Set task -> Find "Query: roof rack" in the data, then restate the line it sits in and every later line word for word, ending with the last line.

(Records excerpted from a collection)
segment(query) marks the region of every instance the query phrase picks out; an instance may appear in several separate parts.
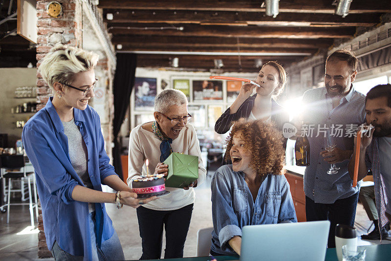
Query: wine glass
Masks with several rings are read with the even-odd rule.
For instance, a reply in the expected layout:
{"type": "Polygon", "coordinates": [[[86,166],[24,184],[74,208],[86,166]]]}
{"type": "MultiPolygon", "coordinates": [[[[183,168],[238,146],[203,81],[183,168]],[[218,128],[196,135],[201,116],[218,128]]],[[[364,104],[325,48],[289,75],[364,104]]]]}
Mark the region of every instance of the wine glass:
{"type": "MultiPolygon", "coordinates": [[[[325,138],[325,148],[328,152],[332,151],[335,148],[335,139],[332,135],[332,127],[329,127],[326,132],[326,137],[325,138]]],[[[331,164],[330,169],[327,172],[327,174],[336,174],[338,171],[335,168],[334,164],[331,164]]]]}

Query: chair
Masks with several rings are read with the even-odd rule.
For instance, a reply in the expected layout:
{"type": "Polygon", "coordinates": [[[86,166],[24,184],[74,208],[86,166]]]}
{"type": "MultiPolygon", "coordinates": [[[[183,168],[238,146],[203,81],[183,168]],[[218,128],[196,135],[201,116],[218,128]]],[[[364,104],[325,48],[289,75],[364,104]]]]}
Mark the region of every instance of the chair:
{"type": "Polygon", "coordinates": [[[197,232],[197,257],[207,257],[210,255],[212,232],[213,227],[201,228],[197,232]]]}
{"type": "MultiPolygon", "coordinates": [[[[35,175],[34,175],[34,172],[26,172],[24,166],[24,158],[23,156],[22,155],[1,155],[0,157],[0,167],[1,167],[1,168],[0,168],[0,174],[3,184],[4,185],[6,184],[6,181],[8,180],[7,203],[0,207],[0,209],[2,209],[3,208],[7,206],[7,223],[9,223],[9,212],[11,205],[28,205],[30,206],[30,217],[31,226],[34,227],[34,208],[35,208],[37,221],[38,219],[38,205],[37,203],[37,189],[35,175]],[[19,170],[15,171],[15,169],[19,169],[19,170]],[[22,179],[23,181],[26,179],[27,180],[28,189],[28,203],[11,203],[11,192],[21,191],[20,190],[11,189],[12,187],[11,182],[13,179],[22,179]],[[31,193],[31,185],[32,181],[34,187],[34,204],[33,204],[32,198],[32,194],[31,193]]],[[[23,190],[24,188],[22,188],[22,189],[23,190]]]]}

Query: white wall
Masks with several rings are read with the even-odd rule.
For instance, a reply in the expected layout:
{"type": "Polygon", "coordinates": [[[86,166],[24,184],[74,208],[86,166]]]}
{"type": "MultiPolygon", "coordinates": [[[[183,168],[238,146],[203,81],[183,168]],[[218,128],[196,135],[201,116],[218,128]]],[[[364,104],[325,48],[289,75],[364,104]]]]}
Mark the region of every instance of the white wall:
{"type": "Polygon", "coordinates": [[[35,102],[35,98],[15,98],[17,87],[35,86],[36,68],[0,68],[0,133],[8,134],[8,145],[15,147],[21,139],[22,129],[16,128],[17,120],[26,122],[33,113],[11,114],[11,108],[23,102],[35,102]]]}

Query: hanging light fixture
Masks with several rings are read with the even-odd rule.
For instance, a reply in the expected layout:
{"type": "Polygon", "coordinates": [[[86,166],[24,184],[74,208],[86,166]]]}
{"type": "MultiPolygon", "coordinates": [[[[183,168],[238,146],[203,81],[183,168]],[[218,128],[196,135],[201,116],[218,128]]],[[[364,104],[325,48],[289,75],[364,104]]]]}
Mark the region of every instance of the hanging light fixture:
{"type": "Polygon", "coordinates": [[[108,20],[112,20],[114,18],[114,16],[111,13],[108,13],[106,14],[106,19],[108,20]]]}
{"type": "Polygon", "coordinates": [[[256,59],[254,62],[254,66],[256,68],[261,68],[263,65],[263,63],[262,62],[262,60],[261,59],[256,59]]]}
{"type": "Polygon", "coordinates": [[[349,13],[349,8],[352,0],[339,0],[338,5],[335,8],[335,14],[345,17],[349,13]]]}
{"type": "Polygon", "coordinates": [[[224,66],[224,64],[223,63],[223,60],[221,59],[215,59],[215,68],[217,69],[220,69],[221,67],[224,66]]]}
{"type": "Polygon", "coordinates": [[[280,0],[265,0],[261,7],[263,7],[263,3],[265,3],[266,5],[266,15],[272,16],[273,18],[275,18],[278,14],[279,1],[280,0]]]}
{"type": "Polygon", "coordinates": [[[173,59],[173,62],[171,64],[173,66],[173,67],[175,67],[176,68],[179,65],[179,58],[178,57],[175,57],[173,59]]]}

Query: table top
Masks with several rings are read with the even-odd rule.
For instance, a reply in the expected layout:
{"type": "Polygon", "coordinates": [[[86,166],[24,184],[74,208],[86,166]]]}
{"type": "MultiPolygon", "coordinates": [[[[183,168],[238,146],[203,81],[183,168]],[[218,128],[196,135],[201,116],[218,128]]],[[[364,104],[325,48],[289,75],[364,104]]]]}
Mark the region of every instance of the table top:
{"type": "MultiPolygon", "coordinates": [[[[367,253],[365,261],[381,261],[390,260],[391,257],[391,244],[382,245],[371,245],[366,246],[367,253]]],[[[238,260],[239,256],[220,256],[216,257],[217,261],[225,261],[228,260],[238,260]]],[[[211,257],[199,257],[194,258],[176,258],[167,259],[170,261],[207,261],[211,260],[211,257]]],[[[326,257],[325,261],[338,261],[337,252],[335,248],[328,248],[326,251],[326,257]]]]}

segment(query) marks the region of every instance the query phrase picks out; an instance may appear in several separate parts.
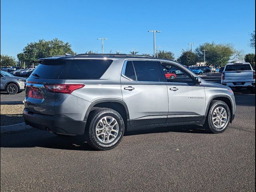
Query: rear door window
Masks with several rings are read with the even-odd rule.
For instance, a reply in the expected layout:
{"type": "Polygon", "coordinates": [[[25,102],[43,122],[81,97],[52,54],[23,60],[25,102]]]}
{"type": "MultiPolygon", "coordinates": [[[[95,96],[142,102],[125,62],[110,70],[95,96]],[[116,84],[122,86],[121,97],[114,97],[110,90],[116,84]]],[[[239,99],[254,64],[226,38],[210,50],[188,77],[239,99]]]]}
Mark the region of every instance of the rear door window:
{"type": "Polygon", "coordinates": [[[138,81],[160,82],[162,81],[158,62],[154,61],[132,61],[138,81]]]}

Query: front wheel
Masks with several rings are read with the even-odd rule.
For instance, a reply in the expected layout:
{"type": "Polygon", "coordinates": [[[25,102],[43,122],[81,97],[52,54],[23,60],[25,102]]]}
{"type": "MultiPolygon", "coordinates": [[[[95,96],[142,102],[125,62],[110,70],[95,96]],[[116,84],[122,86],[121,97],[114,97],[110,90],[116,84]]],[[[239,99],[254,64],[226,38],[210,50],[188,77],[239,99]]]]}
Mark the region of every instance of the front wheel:
{"type": "Polygon", "coordinates": [[[6,86],[6,92],[8,94],[16,94],[18,91],[18,86],[14,83],[10,83],[6,86]]]}
{"type": "Polygon", "coordinates": [[[230,120],[230,111],[225,102],[213,100],[210,109],[204,126],[207,130],[212,133],[220,133],[224,132],[230,120]]]}
{"type": "Polygon", "coordinates": [[[90,146],[98,150],[107,150],[118,144],[124,132],[124,123],[118,112],[102,108],[93,111],[88,118],[85,136],[90,146]]]}

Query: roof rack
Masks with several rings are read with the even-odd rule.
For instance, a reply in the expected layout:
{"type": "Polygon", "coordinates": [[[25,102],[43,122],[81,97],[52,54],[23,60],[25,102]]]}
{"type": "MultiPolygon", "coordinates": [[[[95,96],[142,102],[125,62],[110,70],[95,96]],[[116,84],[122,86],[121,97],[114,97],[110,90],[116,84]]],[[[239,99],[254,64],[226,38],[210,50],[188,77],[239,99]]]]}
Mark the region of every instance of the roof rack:
{"type": "Polygon", "coordinates": [[[68,56],[74,56],[74,55],[72,54],[70,54],[69,53],[65,53],[65,55],[54,55],[52,56],[52,57],[68,57],[68,56]]]}
{"type": "Polygon", "coordinates": [[[153,58],[152,56],[144,55],[131,55],[127,54],[78,54],[75,56],[112,56],[112,57],[149,57],[153,58]]]}

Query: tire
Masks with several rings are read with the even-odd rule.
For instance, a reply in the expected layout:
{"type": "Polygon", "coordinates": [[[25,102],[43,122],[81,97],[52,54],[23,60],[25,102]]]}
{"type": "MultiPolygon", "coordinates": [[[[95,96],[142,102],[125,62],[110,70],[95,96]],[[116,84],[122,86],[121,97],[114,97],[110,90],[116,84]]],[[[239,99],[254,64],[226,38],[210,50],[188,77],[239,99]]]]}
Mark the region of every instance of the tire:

Written solution ->
Query: roof rack
Masks with several rings are read with the even-odd rule.
For instance, a reply in the expected layout:
{"type": "Polygon", "coordinates": [[[25,102],[43,122],[81,97],[52,54],[23,60],[25,102]]]}
{"type": "MultiPolygon", "coordinates": [[[[95,96],[142,102],[125,62],[110,70],[95,96]],[[116,84],[122,86],[121,97],[114,97],[110,90],[116,84]]],[[[239,99],[254,64],[226,38],[210,50],[188,77],[239,99]]]]}
Mark the region of every instance of the roof rack:
{"type": "Polygon", "coordinates": [[[68,56],[74,56],[74,55],[72,54],[70,54],[69,53],[65,53],[65,55],[54,55],[52,56],[52,57],[68,57],[68,56]]]}
{"type": "Polygon", "coordinates": [[[153,58],[152,56],[144,55],[131,55],[127,54],[78,54],[75,56],[112,56],[112,57],[149,57],[153,58]]]}

Query: tire
Masks with several rings are read with the even-odd rule.
For instance, a reply in the expected layout:
{"type": "Polygon", "coordinates": [[[25,102],[43,122],[81,97],[52,54],[23,60],[25,102]]]}
{"type": "MultiPolygon", "coordinates": [[[[95,96],[142,102],[125,62],[110,70],[95,96]],[[116,84],[122,86],[121,97],[114,97],[110,90],[116,84]]],[[[239,99],[254,64],[226,38],[210,50],[188,77],[239,99]]]]}
Mark the region of every instance of the tire:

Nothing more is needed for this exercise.